■ **Quoted text**

Kerr began his career with fast-moving consumer goods group Unilever, before moving to American Airlines’ passenger business and then onto the US carrier’s cargo arm before his 2010 move to Etihad.
The switch to Abu Dhabi came after Kerr had worked with then Etihad Cargo boss Des Vertannes on the interline front, connecting over London with American, taking the business from scratch to one generating $3m a year.
Part of the attraction for the move to the Middle East and running the global sales team was the “amazing project” in Abu Dhabi and to join the journey that Etihad was on: “The chance to harness something that was new and growing quickly presented a great opportunity and challenge.”
Kerr has the strong backing of James Hogan, the soon to depart Etihad Aviation Group president and chief executive, who gave a keynote speech at WCS. Hogan said that Etihad Cargo was well positioned to maximise opportunities in 2017 thanks largely to the company’s investment in partnerships.
Said Hogan: “The Etihad Aviation Group’s seven equity partner airlines form the world’s sixth-largest cargo group and wider partnerships are playing an increasing role in our business.
“We are working with Avianca to extend our reach in the important market of South America; with AirBridgeCargo (ABC) in the US, Middle East and Moscow for the oil and gas industry; while our Preferred Handling Partner programme builds strong partnerships and ensures consistent quality and service across the Etihad Cargo network.”
Of Avianca, Kerr says that the partnership reflects the Colombian carrier’s need to provide a channel out of South America into Europe, and also Etihad’s desire “to build up our platform in Italy ahead of our investment in Alitalia, in turn to grow into the northern hub of Bogotá to connect then into Avianca’s belly and freighter network across the region”.
Kerr says that the two complementary networks have driven new business and proven a better solution in terms of connectivity, winning a “significant share” of the Europe/ South American business with a twice a week B777F.
Expansion would see additional frequencies, taking into account the seasonality of the predominantly perishables traffic out of South America: “The strength and reputation of the service and the trust that we are building across both carriers issignificant and there are opportunities to grow.”
The ABC relationship is a capacity purchase agreement out of the US, with an operation in different forms ex-Houston into Abu Dhabi and connecting with Middle Eastern oil and gas markets, in particular into Dammam in Saudi Arabia.
Says Kerr: “We’ve been able to sustain the service through the downturn, while other carriers have been coming rapidly in and out of the market.”
He adds: “It is a great programme for us and the capacity solutions have taken different forms, which works very well for us. It is a firm bloc agreement and it allows us to give confidence to our customers about the reliability of the service and the availability of capacity. It has a flex in it that allows us to take more capacity when required.”
The Preferred Handling Partner programme, which includes key global players Swissport, Menzies, dnata and WFS, represents “a matrix with quantitative and qualitative elements”.
Says Kerr: “It is a very strong and sustainable platform that sees the partners come with us as we grow new routes and open new markets.”

Object point labels
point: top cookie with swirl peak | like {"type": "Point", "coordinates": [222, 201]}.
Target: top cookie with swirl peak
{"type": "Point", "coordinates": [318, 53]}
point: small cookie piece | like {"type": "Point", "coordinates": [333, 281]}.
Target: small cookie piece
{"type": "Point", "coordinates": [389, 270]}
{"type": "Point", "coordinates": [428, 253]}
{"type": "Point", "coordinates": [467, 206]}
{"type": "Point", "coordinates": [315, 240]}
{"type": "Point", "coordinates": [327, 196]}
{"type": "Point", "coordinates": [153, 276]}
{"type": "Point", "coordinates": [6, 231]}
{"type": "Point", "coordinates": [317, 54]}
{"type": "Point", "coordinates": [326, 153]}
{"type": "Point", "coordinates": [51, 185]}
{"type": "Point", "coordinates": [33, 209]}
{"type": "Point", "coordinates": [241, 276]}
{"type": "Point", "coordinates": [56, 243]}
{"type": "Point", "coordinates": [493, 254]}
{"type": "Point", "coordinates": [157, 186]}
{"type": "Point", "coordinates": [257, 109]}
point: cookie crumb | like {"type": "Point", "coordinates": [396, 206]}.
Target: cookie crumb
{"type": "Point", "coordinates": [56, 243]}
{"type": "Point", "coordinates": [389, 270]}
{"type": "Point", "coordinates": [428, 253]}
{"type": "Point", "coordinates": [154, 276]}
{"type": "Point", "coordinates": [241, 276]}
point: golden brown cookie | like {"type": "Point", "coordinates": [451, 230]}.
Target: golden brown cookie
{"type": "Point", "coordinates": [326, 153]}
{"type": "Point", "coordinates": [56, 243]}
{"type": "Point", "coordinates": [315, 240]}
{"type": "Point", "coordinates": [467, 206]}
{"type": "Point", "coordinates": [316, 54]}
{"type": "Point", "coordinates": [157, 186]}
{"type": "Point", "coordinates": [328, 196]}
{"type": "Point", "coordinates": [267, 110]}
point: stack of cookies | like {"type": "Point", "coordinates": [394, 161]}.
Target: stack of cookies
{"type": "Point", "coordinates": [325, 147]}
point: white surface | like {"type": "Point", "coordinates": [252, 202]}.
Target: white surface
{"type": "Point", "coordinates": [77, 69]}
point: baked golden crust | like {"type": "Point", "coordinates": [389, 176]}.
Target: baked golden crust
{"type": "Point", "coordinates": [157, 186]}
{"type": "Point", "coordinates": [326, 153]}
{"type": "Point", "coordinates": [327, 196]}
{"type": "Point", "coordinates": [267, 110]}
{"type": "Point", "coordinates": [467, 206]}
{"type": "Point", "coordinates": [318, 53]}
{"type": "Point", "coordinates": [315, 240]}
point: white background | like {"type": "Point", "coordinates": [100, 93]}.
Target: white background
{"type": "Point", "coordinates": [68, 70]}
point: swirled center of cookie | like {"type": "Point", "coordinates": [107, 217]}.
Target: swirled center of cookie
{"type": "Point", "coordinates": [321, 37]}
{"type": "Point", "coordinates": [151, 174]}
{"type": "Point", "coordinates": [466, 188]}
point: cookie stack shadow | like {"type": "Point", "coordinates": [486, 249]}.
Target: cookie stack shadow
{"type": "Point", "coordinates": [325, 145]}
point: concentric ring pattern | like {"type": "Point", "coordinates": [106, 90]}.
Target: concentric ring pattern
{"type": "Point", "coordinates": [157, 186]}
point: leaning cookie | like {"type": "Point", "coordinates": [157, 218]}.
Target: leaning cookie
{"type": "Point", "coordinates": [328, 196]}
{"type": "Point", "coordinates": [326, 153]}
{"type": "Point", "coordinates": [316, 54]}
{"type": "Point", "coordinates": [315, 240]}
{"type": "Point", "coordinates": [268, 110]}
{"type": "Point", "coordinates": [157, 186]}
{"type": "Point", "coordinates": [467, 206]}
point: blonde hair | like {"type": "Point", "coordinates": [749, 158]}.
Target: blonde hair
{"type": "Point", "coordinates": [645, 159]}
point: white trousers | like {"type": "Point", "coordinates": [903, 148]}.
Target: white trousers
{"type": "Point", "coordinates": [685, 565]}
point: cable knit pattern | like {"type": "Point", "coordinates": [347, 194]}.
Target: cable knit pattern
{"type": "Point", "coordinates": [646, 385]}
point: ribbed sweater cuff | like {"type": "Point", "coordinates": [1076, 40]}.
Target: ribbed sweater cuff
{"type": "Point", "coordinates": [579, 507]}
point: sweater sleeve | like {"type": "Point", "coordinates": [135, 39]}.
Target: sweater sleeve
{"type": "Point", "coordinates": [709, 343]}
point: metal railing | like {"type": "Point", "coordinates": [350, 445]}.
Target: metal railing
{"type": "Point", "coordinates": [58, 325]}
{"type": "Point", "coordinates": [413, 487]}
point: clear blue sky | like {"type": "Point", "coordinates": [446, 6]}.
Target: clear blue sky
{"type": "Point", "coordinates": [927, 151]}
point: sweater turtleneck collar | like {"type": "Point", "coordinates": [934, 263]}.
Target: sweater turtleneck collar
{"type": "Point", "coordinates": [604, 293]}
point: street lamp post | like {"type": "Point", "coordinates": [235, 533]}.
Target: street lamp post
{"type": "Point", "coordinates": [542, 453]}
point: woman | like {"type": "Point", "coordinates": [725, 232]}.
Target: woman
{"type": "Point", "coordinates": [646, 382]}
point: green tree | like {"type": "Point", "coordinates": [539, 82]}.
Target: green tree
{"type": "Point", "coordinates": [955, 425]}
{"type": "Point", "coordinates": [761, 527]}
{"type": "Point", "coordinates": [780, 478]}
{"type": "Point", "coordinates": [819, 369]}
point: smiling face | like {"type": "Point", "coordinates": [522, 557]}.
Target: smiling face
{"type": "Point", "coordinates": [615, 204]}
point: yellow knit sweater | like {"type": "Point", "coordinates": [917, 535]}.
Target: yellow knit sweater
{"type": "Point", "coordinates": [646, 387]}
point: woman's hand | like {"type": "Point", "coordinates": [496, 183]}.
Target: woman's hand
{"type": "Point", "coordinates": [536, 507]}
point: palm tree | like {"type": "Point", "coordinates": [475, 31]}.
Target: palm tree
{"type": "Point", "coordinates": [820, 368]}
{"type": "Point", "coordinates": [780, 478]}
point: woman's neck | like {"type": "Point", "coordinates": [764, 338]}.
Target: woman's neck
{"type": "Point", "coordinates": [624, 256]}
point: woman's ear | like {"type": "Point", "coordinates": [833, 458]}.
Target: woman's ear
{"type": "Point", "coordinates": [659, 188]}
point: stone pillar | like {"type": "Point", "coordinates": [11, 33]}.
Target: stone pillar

■ **Job 1**
According to the Etihad Cargo article, why did Etihad and Avianca enter their partnership? Answer in one to three sentences.
■ **Job 2**
Carry on the Etihad Cargo article past its final sentence.

■ **Expected answer 1**
The partnership reflects Avianca's need for a channel out of South America into Europe. It also reflects Etihad's aim to build up its platform in Italy ahead of its investment in Alitalia, and then to grow into Bogotá and connect into Avianca's belly and freighter network across the region.

■ **Expected answer 2**
Etihad recently appointed LUG as its handler in Munich and Frankfurt, highlighting that Etihad is not a slave to the programme: “If there are best in class providers in any given market, significantly better, then we will obviously go with the best in class.”
Etihad’s charter business is also growing “significantly” and the carrier had one of its busiest years in 2016, serving very specific ad hoc markets, including a large number of equine charters with movements of thoroughbreds to and from competitions and for stabling.
“And then we have long-term customer programmes, fixed programmes, and we have seen that area grow steadily over the years as well.”
Despite the general feeling of optimism on the stage at WCS, there was also wary talk of protectionism and a new US political environment framed by the arrival of President Trump.
Kerr, wearing his diplomat’s hat, says: “Part of our mandate in the UAE is to develop, support and facilitate trade and tourism. Our role in enabling trade is important as we are both a transit point and also a facilitator for imports and exports. The local economy also depends and thrives upon trade and open markets.”
Kerr believes that air cargo industry concerns are centred more on economic health and growth.
“Governments are recognising that austerity is leading to social unrest and change. The programmes are now more about investment and encouraging export expansion, the fundamental things that will sustain our business.
“Obviously, protectionism could put a cap on that opportunity but it is about getting a balance. I think that economic growth is much more fundamental than any concerns about protectionism on the margin.”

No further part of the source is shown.